>> START Stored data
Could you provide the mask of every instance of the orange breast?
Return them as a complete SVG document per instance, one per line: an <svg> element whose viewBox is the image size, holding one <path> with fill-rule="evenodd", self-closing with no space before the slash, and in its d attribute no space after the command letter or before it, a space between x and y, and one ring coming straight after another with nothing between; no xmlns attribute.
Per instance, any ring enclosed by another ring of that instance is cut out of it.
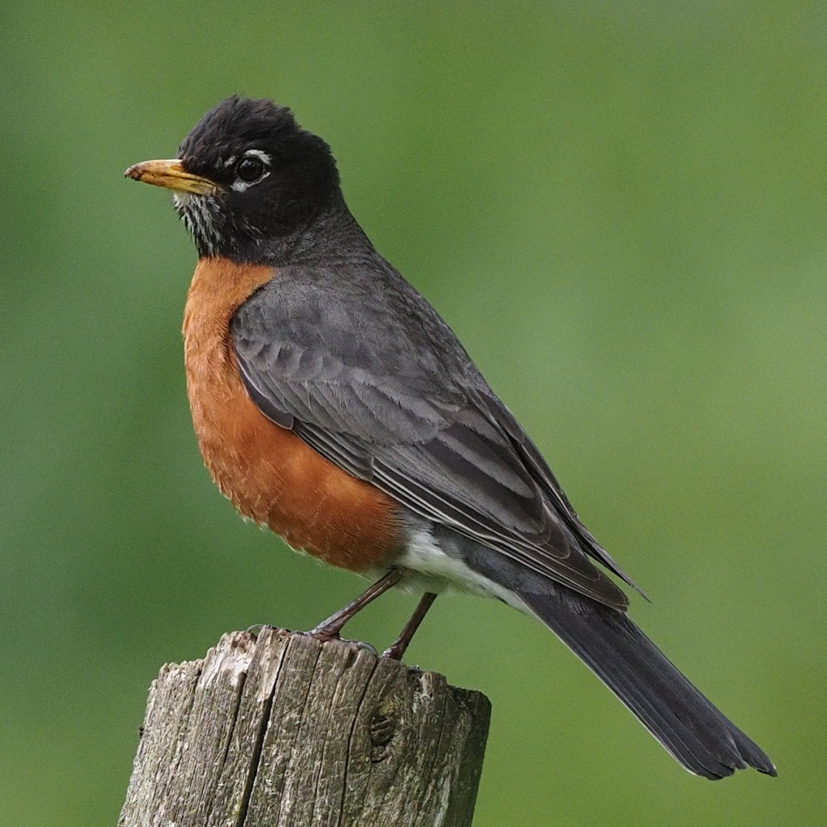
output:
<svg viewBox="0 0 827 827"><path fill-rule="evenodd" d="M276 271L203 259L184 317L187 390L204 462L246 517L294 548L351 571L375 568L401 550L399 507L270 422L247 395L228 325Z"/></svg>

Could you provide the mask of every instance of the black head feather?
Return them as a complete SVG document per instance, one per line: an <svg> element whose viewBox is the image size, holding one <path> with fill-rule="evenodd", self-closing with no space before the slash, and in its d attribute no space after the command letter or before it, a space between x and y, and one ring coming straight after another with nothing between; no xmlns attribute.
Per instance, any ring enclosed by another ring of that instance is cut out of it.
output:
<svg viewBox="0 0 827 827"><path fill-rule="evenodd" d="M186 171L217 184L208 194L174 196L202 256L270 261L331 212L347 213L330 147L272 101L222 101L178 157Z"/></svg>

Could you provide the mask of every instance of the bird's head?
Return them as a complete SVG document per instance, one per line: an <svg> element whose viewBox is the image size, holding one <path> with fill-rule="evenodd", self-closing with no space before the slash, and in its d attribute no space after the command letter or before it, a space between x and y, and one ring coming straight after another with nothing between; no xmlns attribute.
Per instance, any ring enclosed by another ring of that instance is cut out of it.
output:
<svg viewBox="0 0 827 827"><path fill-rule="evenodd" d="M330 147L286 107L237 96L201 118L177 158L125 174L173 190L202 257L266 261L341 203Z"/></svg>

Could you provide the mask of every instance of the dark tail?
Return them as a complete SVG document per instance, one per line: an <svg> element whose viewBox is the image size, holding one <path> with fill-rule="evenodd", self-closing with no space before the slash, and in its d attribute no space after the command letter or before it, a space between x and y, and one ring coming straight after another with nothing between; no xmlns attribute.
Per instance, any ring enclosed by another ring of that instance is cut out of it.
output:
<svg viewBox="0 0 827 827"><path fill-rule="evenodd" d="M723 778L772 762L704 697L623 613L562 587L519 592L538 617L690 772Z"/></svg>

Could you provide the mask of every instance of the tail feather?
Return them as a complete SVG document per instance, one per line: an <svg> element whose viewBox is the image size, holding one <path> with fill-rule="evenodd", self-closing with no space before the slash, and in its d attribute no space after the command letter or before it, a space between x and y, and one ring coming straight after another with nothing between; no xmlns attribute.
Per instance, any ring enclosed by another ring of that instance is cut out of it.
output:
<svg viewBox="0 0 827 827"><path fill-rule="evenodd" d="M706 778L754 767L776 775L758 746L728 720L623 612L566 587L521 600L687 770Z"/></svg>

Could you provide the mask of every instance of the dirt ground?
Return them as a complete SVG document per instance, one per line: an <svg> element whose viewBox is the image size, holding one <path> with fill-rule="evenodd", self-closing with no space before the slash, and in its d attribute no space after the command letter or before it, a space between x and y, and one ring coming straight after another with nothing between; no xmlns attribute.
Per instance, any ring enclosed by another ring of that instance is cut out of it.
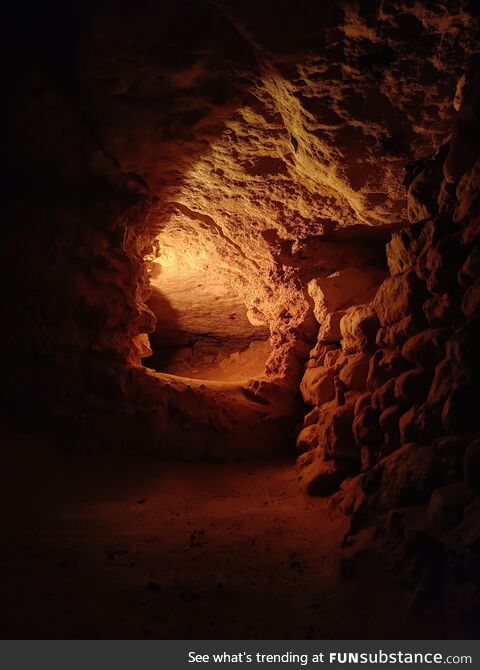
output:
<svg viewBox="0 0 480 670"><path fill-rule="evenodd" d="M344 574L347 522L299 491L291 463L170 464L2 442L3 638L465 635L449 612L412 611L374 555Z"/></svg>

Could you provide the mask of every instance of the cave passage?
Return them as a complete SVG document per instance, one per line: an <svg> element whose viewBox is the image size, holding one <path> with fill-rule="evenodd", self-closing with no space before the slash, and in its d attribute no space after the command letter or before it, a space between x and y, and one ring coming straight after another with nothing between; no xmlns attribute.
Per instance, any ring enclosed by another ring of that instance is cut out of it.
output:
>> END Stored data
Reproduce every line of the items above word for word, leaving out the pictures.

Could you provide the mask of every instance of the orange breast?
Return them as a complete SVG document per instance, one per line: an <svg> element whose viewBox is the image size, holding one <path> with fill-rule="evenodd", self-closing with no space before the slash, and in its d attribute no space after the command letter or before it, a space between x and y, and one ring coming straight after another with nothing between; no xmlns attribute.
Per instance, any ring enclosed by another ring of that instance is cut out of it.
output:
<svg viewBox="0 0 827 827"><path fill-rule="evenodd" d="M276 271L203 259L184 317L187 390L204 462L246 517L294 548L351 571L375 568L401 550L399 507L270 422L247 395L228 325Z"/></svg>

Could you provide the mask of every instance of the black head feather?
Return them as a complete SVG document per instance, one per line: an <svg> element whose viewBox is the image size, holding one <path> with fill-rule="evenodd", self-closing with no space before the slash, and in its d attribute no space after the command letter or before it, a space between x and y, and one ring coming straight after another with nothing between; no xmlns attribute.
Per instance, any ring enclosed by another ring of that instance is cut out of it.
output:
<svg viewBox="0 0 827 827"><path fill-rule="evenodd" d="M186 171L217 184L208 194L174 196L202 256L270 261L331 212L347 213L330 147L272 101L222 101L178 157Z"/></svg>

Could you provide the mask of every instance of the bird's head?
Return them as a complete SVG document per instance, one per line: an <svg> element whose viewBox is the image size, holding one <path> with fill-rule="evenodd", self-closing with no space before the slash, and in its d attribute no space after the command letter or before it, a space between x and y, and one ring coming straight after another with nothing between; no xmlns attribute.
Per instance, any ring enclosed by another ring of that instance is cut out of it.
output:
<svg viewBox="0 0 827 827"><path fill-rule="evenodd" d="M330 147L286 107L237 96L201 118L177 158L125 174L173 190L202 257L266 261L341 203Z"/></svg>

Could you provide the mask of every instance of the dark tail?
Return them as a complete SVG document per instance, one per line: an <svg> element whose viewBox is the image size, holding one <path> with fill-rule="evenodd", self-closing with no space before the slash, and in its d attribute no space after the command letter or before it, a space between x and y, and one ring coming straight after another with nothing between; no xmlns attribute.
Per instance, any ring enclosed by another ring of that instance is cut out of it.
output:
<svg viewBox="0 0 827 827"><path fill-rule="evenodd" d="M723 778L772 762L704 697L623 613L562 587L519 592L538 617L690 772Z"/></svg>

Could you provide the mask of every instance of the tail feather?
Return them as a complete SVG document per instance, one per line: an <svg> element whose viewBox is the image size, holding one <path> with fill-rule="evenodd", self-closing with no space before the slash, and in its d attribute no space after the command letter or before it, a space between x and y, and one ring coming straight after another with nothing between; no xmlns attribute.
Per instance, any ring enclosed by another ring of that instance is cut out of it.
output:
<svg viewBox="0 0 827 827"><path fill-rule="evenodd" d="M706 778L754 767L776 775L758 746L728 720L623 612L566 587L521 600L687 770Z"/></svg>

Could you provide the mask of every instance of the dirt ground?
Return them as a complete SVG document per instance, one per line: an <svg> element whose viewBox is the image size, holding one <path> with fill-rule="evenodd", self-closing with no space before the slash, and in its d attribute no space after the command letter or before it, a space between x and y, and one ring coming straight after another with nothing between; no xmlns attribute.
Per instance, any ring enclosed by another ring of that instance is cut out of it.
output:
<svg viewBox="0 0 480 670"><path fill-rule="evenodd" d="M344 574L347 522L299 491L291 463L170 464L2 442L3 638L465 635L449 612L412 611L374 555Z"/></svg>

Could you provide the mask of every instance of the cave passage?
Return them as a complete SVG document per instance, one per line: an <svg> element whose viewBox is the image size, holding one <path> with fill-rule="evenodd", self-closing with no space before the slash, and in its d attribute no space after the command letter or before it, a space between x and y, and one ring coming straight after another with nothing between; no xmlns attribute.
Per instance, any ring enclosed by another ring of that instance is cut out of it.
output:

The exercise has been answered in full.